[Task data]
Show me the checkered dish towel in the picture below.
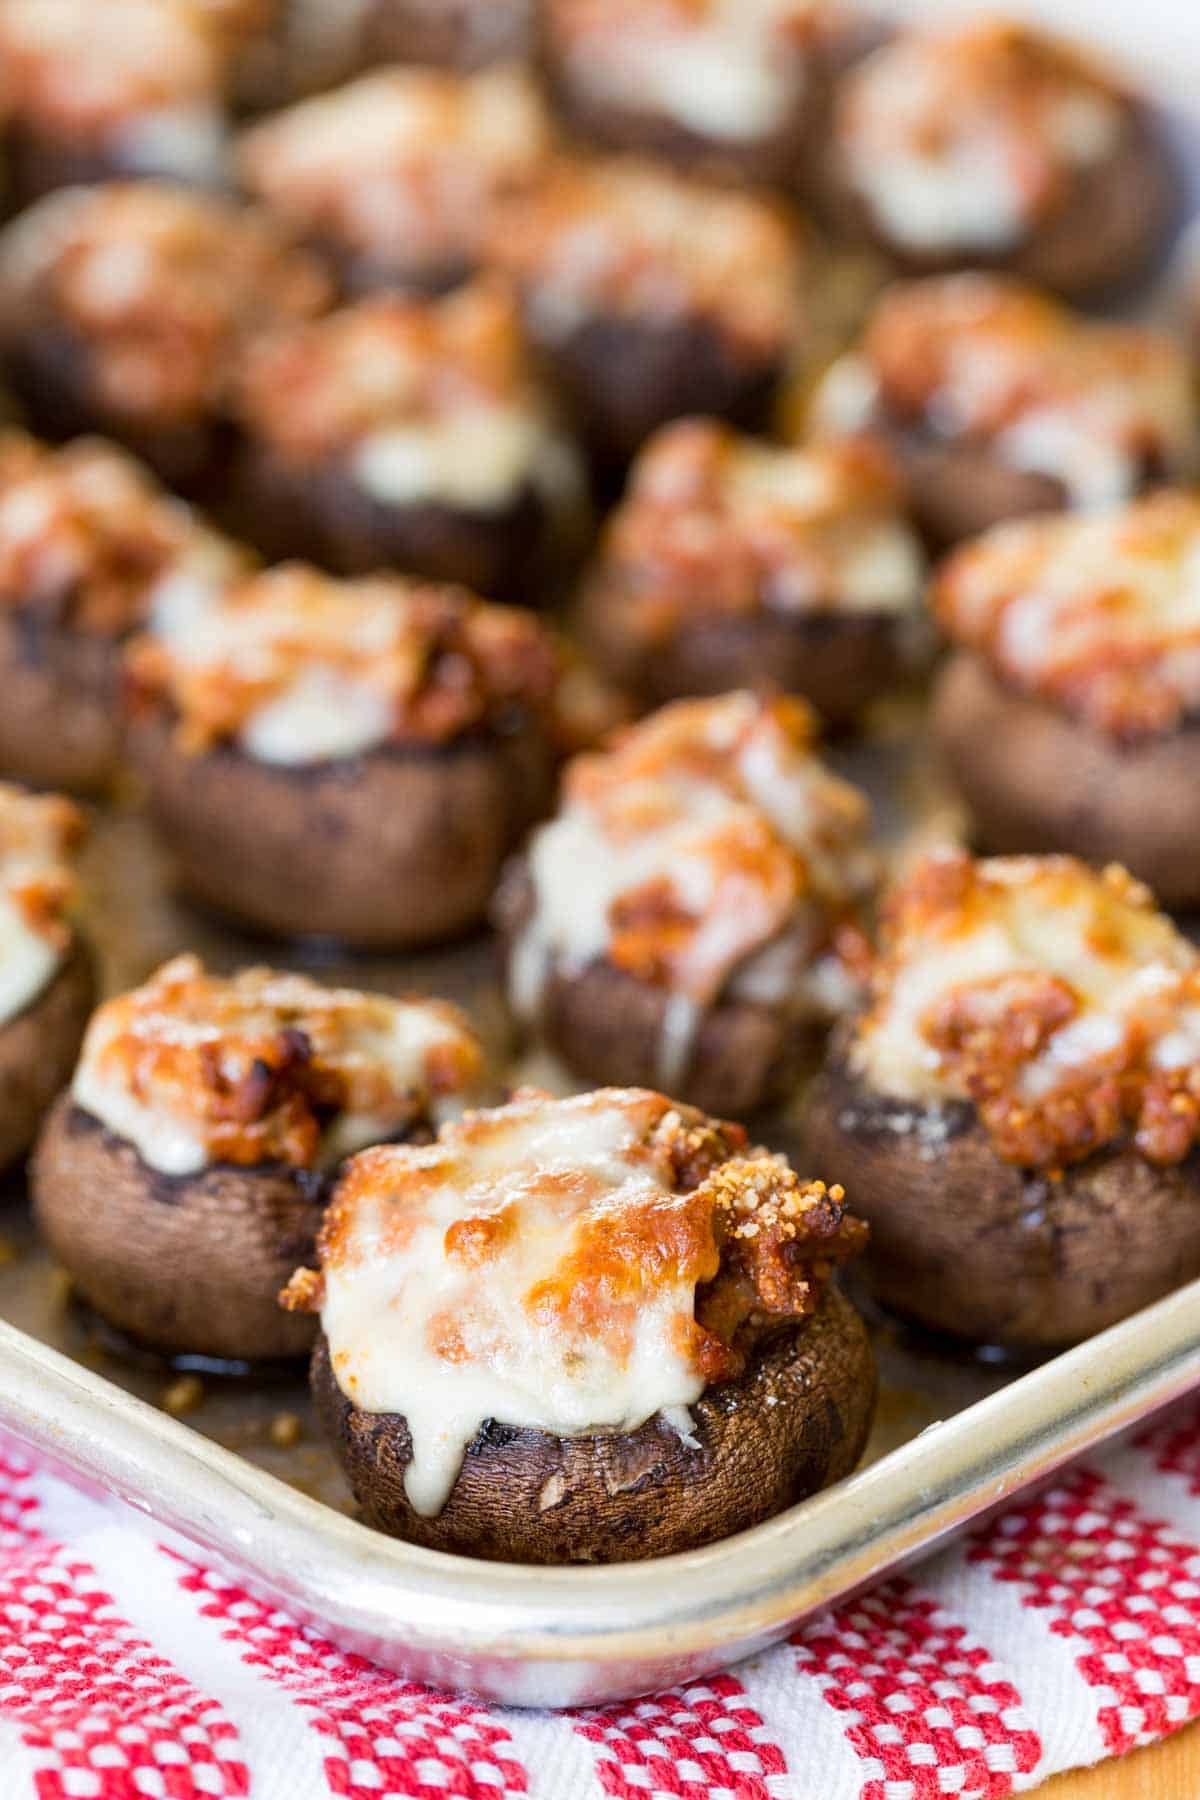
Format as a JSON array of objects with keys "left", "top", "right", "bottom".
[{"left": 2, "top": 1397, "right": 1200, "bottom": 1800}]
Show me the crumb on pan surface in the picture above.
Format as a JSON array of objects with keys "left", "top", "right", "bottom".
[
  {"left": 854, "top": 849, "right": 1200, "bottom": 1171},
  {"left": 71, "top": 953, "right": 483, "bottom": 1177},
  {"left": 283, "top": 1084, "right": 866, "bottom": 1515}
]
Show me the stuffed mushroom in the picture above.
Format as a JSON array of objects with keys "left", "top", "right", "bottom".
[
  {"left": 577, "top": 420, "right": 926, "bottom": 724},
  {"left": 495, "top": 691, "right": 875, "bottom": 1115},
  {"left": 825, "top": 18, "right": 1175, "bottom": 300},
  {"left": 125, "top": 563, "right": 578, "bottom": 947},
  {"left": 931, "top": 491, "right": 1200, "bottom": 909},
  {"left": 0, "top": 785, "right": 93, "bottom": 1171},
  {"left": 0, "top": 431, "right": 247, "bottom": 795},
  {"left": 0, "top": 0, "right": 235, "bottom": 203},
  {"left": 0, "top": 183, "right": 331, "bottom": 495},
  {"left": 33, "top": 956, "right": 483, "bottom": 1363},
  {"left": 484, "top": 155, "right": 804, "bottom": 469},
  {"left": 229, "top": 282, "right": 585, "bottom": 602},
  {"left": 806, "top": 850, "right": 1200, "bottom": 1350},
  {"left": 540, "top": 0, "right": 859, "bottom": 189},
  {"left": 282, "top": 1085, "right": 875, "bottom": 1562},
  {"left": 237, "top": 64, "right": 550, "bottom": 296},
  {"left": 809, "top": 273, "right": 1196, "bottom": 550}
]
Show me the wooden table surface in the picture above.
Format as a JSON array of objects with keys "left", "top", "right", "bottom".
[{"left": 1041, "top": 1720, "right": 1200, "bottom": 1797}]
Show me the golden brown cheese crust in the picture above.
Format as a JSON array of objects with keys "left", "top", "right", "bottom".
[
  {"left": 81, "top": 955, "right": 482, "bottom": 1171},
  {"left": 125, "top": 562, "right": 567, "bottom": 754},
  {"left": 836, "top": 20, "right": 1134, "bottom": 240},
  {"left": 0, "top": 0, "right": 229, "bottom": 133},
  {"left": 290, "top": 1085, "right": 866, "bottom": 1384},
  {"left": 234, "top": 282, "right": 545, "bottom": 463},
  {"left": 485, "top": 155, "right": 802, "bottom": 358},
  {"left": 0, "top": 785, "right": 84, "bottom": 950},
  {"left": 934, "top": 491, "right": 1200, "bottom": 741},
  {"left": 588, "top": 420, "right": 920, "bottom": 638},
  {"left": 0, "top": 431, "right": 239, "bottom": 639},
  {"left": 237, "top": 64, "right": 550, "bottom": 276},
  {"left": 858, "top": 851, "right": 1200, "bottom": 1171},
  {"left": 0, "top": 185, "right": 331, "bottom": 431}
]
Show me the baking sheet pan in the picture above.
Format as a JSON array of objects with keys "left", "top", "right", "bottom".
[{"left": 0, "top": 730, "right": 1195, "bottom": 1708}]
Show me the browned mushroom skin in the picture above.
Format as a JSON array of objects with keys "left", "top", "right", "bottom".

[Task statement]
Please give the material above again in full, with no pictures in your version.

[Response to the task]
Show me the checkered dish towel in the picture below.
Format as a JSON array of objects with keys "left", "top", "right", "bottom".
[{"left": 2, "top": 1397, "right": 1200, "bottom": 1800}]
Show me the crumb on pan surface in the picture above.
Format as a JSON array of objects with keys "left", "top", "right", "bottom".
[
  {"left": 854, "top": 849, "right": 1200, "bottom": 1171},
  {"left": 71, "top": 953, "right": 483, "bottom": 1177},
  {"left": 283, "top": 1084, "right": 866, "bottom": 1515}
]
Show me the stuffed mushroom in the picture above.
Format as a JSON array of objects with keys "left", "top", "right", "bottom".
[
  {"left": 577, "top": 420, "right": 926, "bottom": 724},
  {"left": 495, "top": 691, "right": 875, "bottom": 1115},
  {"left": 825, "top": 18, "right": 1175, "bottom": 300},
  {"left": 125, "top": 563, "right": 578, "bottom": 947},
  {"left": 931, "top": 491, "right": 1200, "bottom": 909},
  {"left": 0, "top": 785, "right": 93, "bottom": 1171},
  {"left": 0, "top": 431, "right": 247, "bottom": 795},
  {"left": 0, "top": 0, "right": 235, "bottom": 203},
  {"left": 0, "top": 183, "right": 331, "bottom": 495},
  {"left": 33, "top": 956, "right": 483, "bottom": 1363},
  {"left": 484, "top": 155, "right": 804, "bottom": 469},
  {"left": 229, "top": 282, "right": 585, "bottom": 602},
  {"left": 806, "top": 850, "right": 1200, "bottom": 1350},
  {"left": 540, "top": 0, "right": 859, "bottom": 189},
  {"left": 282, "top": 1085, "right": 875, "bottom": 1562},
  {"left": 237, "top": 64, "right": 550, "bottom": 296},
  {"left": 809, "top": 273, "right": 1196, "bottom": 550}
]
Show me the wooden table surface in the picture above.
Format as a JSON array of objects with keys "left", "top", "right", "bottom".
[{"left": 1041, "top": 1720, "right": 1200, "bottom": 1797}]
Show me the golden brown cheese crust in the picture above.
Format as a JSON array of objects with keys "left", "top", "right", "bottom".
[
  {"left": 81, "top": 955, "right": 482, "bottom": 1171},
  {"left": 125, "top": 562, "right": 567, "bottom": 754},
  {"left": 836, "top": 20, "right": 1134, "bottom": 240},
  {"left": 0, "top": 0, "right": 229, "bottom": 133},
  {"left": 290, "top": 1085, "right": 866, "bottom": 1384},
  {"left": 234, "top": 282, "right": 545, "bottom": 463},
  {"left": 485, "top": 155, "right": 802, "bottom": 358},
  {"left": 0, "top": 785, "right": 84, "bottom": 950},
  {"left": 934, "top": 491, "right": 1200, "bottom": 741},
  {"left": 588, "top": 420, "right": 920, "bottom": 638},
  {"left": 0, "top": 431, "right": 239, "bottom": 639},
  {"left": 237, "top": 64, "right": 550, "bottom": 276},
  {"left": 858, "top": 851, "right": 1200, "bottom": 1171},
  {"left": 0, "top": 185, "right": 331, "bottom": 431}
]
Show me the baking sheet pan in the picture above.
Format as a JSON array of objects with keys "left", "top", "right", "bottom".
[{"left": 0, "top": 730, "right": 1195, "bottom": 1708}]
Show me the browned mushroom skin in the picture above.
Format as a JSON array of objects with keys "left", "top", "right", "bottom".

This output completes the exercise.